Segment Start: Raw data

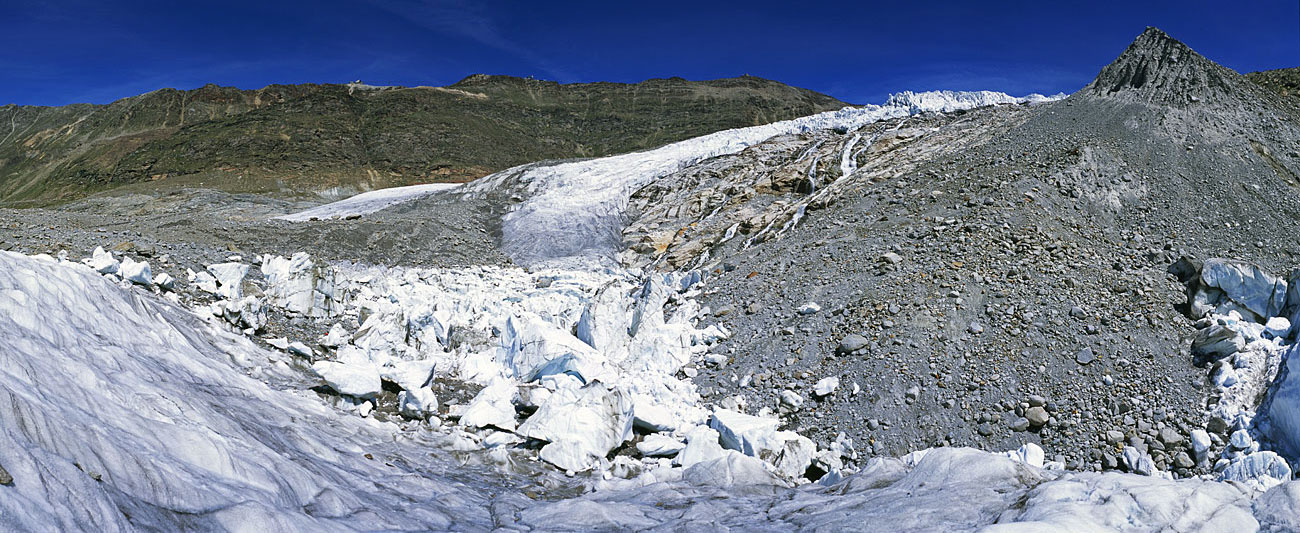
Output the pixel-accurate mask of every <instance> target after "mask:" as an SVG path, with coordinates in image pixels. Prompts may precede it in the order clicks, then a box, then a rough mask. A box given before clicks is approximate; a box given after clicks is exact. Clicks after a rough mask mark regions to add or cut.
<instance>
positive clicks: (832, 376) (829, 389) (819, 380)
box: [813, 376, 840, 396]
mask: <svg viewBox="0 0 1300 533" xmlns="http://www.w3.org/2000/svg"><path fill="white" fill-rule="evenodd" d="M836 389H840V378H837V377H833V376H832V377H823V378H822V380H818V382H816V385H814V386H813V394H816V395H818V396H829V395H831V394H833V393H835V391H836Z"/></svg>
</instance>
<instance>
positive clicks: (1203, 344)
mask: <svg viewBox="0 0 1300 533" xmlns="http://www.w3.org/2000/svg"><path fill="white" fill-rule="evenodd" d="M1242 348H1245V339H1243V338H1242V335H1240V334H1238V333H1236V330H1234V329H1231V328H1229V326H1222V325H1218V324H1216V325H1212V326H1209V328H1205V329H1203V330H1200V331H1196V337H1193V338H1192V356H1193V357H1196V360H1197V361H1199V363H1201V364H1205V363H1213V361H1217V360H1219V359H1223V357H1227V356H1230V355H1232V354H1236V352H1238V351H1242Z"/></svg>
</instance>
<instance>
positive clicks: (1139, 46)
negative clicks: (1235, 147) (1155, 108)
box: [1084, 27, 1240, 107]
mask: <svg viewBox="0 0 1300 533" xmlns="http://www.w3.org/2000/svg"><path fill="white" fill-rule="evenodd" d="M1239 78H1240V74H1238V73H1235V72H1232V70H1230V69H1226V68H1223V66H1219V65H1218V64H1216V62H1214V61H1210V60H1208V59H1205V57H1204V56H1201V55H1199V53H1196V52H1195V51H1192V49H1191V48H1188V47H1187V45H1186V44H1183V43H1180V42H1178V39H1174V38H1171V36H1169V34H1166V32H1164V31H1161V30H1160V29H1156V27H1148V29H1147V31H1143V32H1141V35H1138V39H1134V42H1132V44H1130V45H1128V48H1127V49H1125V52H1123V53H1121V55H1119V57H1118V59H1115V61H1114V62H1112V64H1110V65H1106V68H1104V69H1101V73H1100V74H1097V78H1096V79H1093V81H1092V83H1091V85H1088V87H1086V88H1084V91H1086V92H1088V94H1091V95H1095V96H1108V98H1118V99H1126V100H1138V101H1145V103H1152V104H1164V105H1174V107H1186V105H1190V104H1192V103H1196V101H1209V100H1210V99H1216V98H1222V96H1226V95H1229V94H1231V92H1234V90H1235V87H1236V86H1238V83H1240V81H1239Z"/></svg>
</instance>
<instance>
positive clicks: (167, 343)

Segment End: Raw data

> [Your instructions]:
Repeat the records in full, exactly as they appear, but with the pictures removed.

> [Answer box]:
Output the pixel-accurate mask of every <instance> target after "mask:" as an SVG path, with coordinates in image pixels. Prompts may precede it in the order clicks, then a box, then a rough mask. A box given before clicks is approximate; a box given after clicks is exact. Clicks after a rough mask mark regions to add or cut.
<instance>
positive clicks: (832, 376) (829, 389) (819, 380)
box: [813, 376, 840, 396]
mask: <svg viewBox="0 0 1300 533" xmlns="http://www.w3.org/2000/svg"><path fill="white" fill-rule="evenodd" d="M836 389H840V378H837V377H833V376H832V377H823V378H822V380H818V382H816V385H814V386H813V394H816V395H818V396H829V395H831V394H833V393H835V391H836Z"/></svg>
</instance>
<instance>
positive clicks: (1203, 344)
mask: <svg viewBox="0 0 1300 533" xmlns="http://www.w3.org/2000/svg"><path fill="white" fill-rule="evenodd" d="M1242 348H1245V339H1243V338H1242V335H1240V334H1238V333H1236V330H1234V329H1231V328H1229V326H1222V325H1218V324H1216V325H1212V326H1209V328H1205V329H1203V330H1200V331H1196V337H1193V338H1192V356H1193V357H1196V360H1197V361H1199V363H1201V364H1205V363H1213V361H1217V360H1219V359H1223V357H1227V356H1230V355H1232V354H1236V352H1238V351H1242Z"/></svg>
</instance>
<instance>
positive clicks: (1139, 46)
negative clicks: (1235, 147) (1155, 108)
box: [1084, 27, 1240, 107]
mask: <svg viewBox="0 0 1300 533" xmlns="http://www.w3.org/2000/svg"><path fill="white" fill-rule="evenodd" d="M1239 78H1240V74H1238V73H1235V72H1232V70H1230V69H1226V68H1223V66H1219V65H1218V64H1216V62H1214V61H1210V60H1208V59H1205V57H1204V56H1201V55H1199V53H1196V52H1195V51H1192V49H1191V48H1188V47H1187V45H1186V44H1183V43H1180V42H1178V39H1174V38H1171V36H1169V34H1166V32H1164V31H1161V30H1160V29H1156V27H1148V29H1147V31H1143V32H1141V35H1138V39H1134V42H1132V44H1130V45H1128V48H1127V49H1125V52H1123V53H1121V55H1119V57H1118V59H1115V61H1114V62H1112V64H1110V65H1106V68H1104V69H1101V73H1100V74H1097V78H1096V79H1093V81H1092V83H1091V85H1088V87H1086V88H1084V91H1086V92H1088V94H1091V95H1095V96H1108V98H1118V99H1126V100H1138V101H1145V103H1152V104H1164V105H1174V107H1186V105H1190V104H1192V103H1196V101H1209V100H1210V99H1216V98H1222V96H1226V95H1229V94H1231V92H1234V90H1235V87H1236V86H1238V83H1240V81H1239Z"/></svg>
</instance>
<instance>
positive clicks: (167, 343)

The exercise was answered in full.